**Description of the task**
Print without any change the lines of the material below, starting with the line that contains "# give the mask of every instance of the woman" and ending with the last line of the material, both included.

__________________________________________________

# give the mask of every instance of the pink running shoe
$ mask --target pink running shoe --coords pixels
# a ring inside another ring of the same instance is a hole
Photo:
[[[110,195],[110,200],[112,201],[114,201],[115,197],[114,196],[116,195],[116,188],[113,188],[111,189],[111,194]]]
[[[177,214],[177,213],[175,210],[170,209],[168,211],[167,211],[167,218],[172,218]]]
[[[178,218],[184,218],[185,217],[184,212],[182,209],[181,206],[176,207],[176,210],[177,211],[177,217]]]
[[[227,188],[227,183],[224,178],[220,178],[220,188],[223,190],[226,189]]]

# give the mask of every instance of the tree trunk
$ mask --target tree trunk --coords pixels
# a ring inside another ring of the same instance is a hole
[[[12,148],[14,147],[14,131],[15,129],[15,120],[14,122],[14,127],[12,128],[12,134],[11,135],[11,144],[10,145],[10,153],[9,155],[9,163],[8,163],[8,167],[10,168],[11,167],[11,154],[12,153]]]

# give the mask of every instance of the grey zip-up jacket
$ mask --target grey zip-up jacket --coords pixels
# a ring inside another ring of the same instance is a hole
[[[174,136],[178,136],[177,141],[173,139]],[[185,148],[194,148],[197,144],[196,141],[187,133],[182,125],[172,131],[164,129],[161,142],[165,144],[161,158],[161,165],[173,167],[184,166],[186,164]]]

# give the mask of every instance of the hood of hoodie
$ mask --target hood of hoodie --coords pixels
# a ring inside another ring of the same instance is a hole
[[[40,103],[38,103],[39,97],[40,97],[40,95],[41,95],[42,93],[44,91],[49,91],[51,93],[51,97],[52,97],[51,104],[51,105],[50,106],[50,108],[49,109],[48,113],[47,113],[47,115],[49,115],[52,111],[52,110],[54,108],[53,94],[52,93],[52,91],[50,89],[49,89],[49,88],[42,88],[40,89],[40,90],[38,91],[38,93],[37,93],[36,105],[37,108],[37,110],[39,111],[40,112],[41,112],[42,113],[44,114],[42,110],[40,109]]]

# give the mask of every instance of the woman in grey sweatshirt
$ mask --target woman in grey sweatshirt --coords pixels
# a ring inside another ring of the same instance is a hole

__________________________________________________

**Result**
# give the mask of every instance of the woman in grey sweatshirt
$ mask --target woman in grey sweatshirt --coords pixels
# a ring inside another ring of the same instance is a hole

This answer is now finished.